Selected passage
##############################

We have been doing all that we can to protect these people. There is a lot of noise, pressure and threats, and some have lost their jobs. Iraqi TV and newspapers cover the matter every day. There are even billboards on the streets with images of people who spoke at our conference.

A week and a half after the conference, no arrests have been made and there has been no reported violence against any of the conference’s participants. But a source affiliated with the event says a number of those participants have requested assistance with being evacuated from Iraq, and an effort is underway to secure their safe passage. The source refused to divulge how many participants have requested this type of help, deeming it a security matter.

Al-Hardan’s name appeared on a recent Wall Street Journal op-ed, calling for Iraq to establish full relations with Israel. He was among the most prominent speakers at the Irbil event. Al-Hardan later claimed he hadn’t read his speech in advance and was surprised to find it contained calls for normalization, even though he would go on to give an interview to Kurdish TV backing that very call. The CPC insists it worked with al-Hardan on his speech and obtained his sign-off on the op-ed, and that al-Hardan, frightened at the backlash, informed Braude that he would be recanting his statements and connection to the event. After the conference, al-Hardan lost his job as head of the Sons of Iraq Awakening Council, and his family received death threats. Local journalists said that al-Tai and al-Hardan remain in Irbil, where Kurdish authorities have so far not arrested them. Al-Tai was sacked from her position as a senior researcher at the Culture Ministry.

“We have been doing all that we can to protect these people. There is a lot of noise, pressure and threats, and some have lost their jobs. Iraqi TV and newspapers cover the matter every day. There are even billboards on the streets with images of people who spoke at our conference. Those opposed to peace feel they must destroy these people because they represent pent-up demand for peace in Iraq and will likely embolden others,” said Braude.

“These participants broke no law. This event amounted to a conversation about the possibility of peace. Iraq’s anti-normalization laws are Saddam-era laws. Some Iraqi leadership figures who resisted Baathist laws all their lives now want to use them to oppress the conference participants,” said Braude, referring to the Baath party of former Iraqi dictator Saddam Hussein.

The source connected to the event said that multiple governments are being contacted to see what can be done to protect those in danger. The source said that part of the strategy to protect the participants revolves around the fact that they are predominantly tribesmen, who reside in areas where the tribes are armed and where Iraqi militias, which largely act with impunity, don’t enter. The source said those militias would have to think very carefully if they wish to escalate the situation into a firefight, while acknowledging that some of the participants are more vulnerable in urban areas. Kurdish authorities have also previously offered protection to Iraqi politicians who defied the central government.

Then-Israeli Prime Minister Binyamin Netanyahu’s government publicly backed the establishment of an independent Kurdish state in 2017, ahead of a Kurdish referendum on independence which passed overwhelmingly. Israel was the only country in the world to explicitly back the prospect of independent Kurdistan, whose population is spread across Iraq, Iran, Syria and Turkey. Israel has maintained discreet military, intelligence and business ties with the Kurds since the 1960s.

##############################

Data excerpt
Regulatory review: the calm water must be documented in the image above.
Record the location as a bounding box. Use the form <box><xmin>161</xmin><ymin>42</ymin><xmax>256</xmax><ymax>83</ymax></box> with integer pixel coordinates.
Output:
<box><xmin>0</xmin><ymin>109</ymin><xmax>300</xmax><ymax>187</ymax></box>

##############################

In the text about the Irbil conference, what job did al-Hardan lose after the event?

Result
Head of the Sons of Iraq Awakening Council.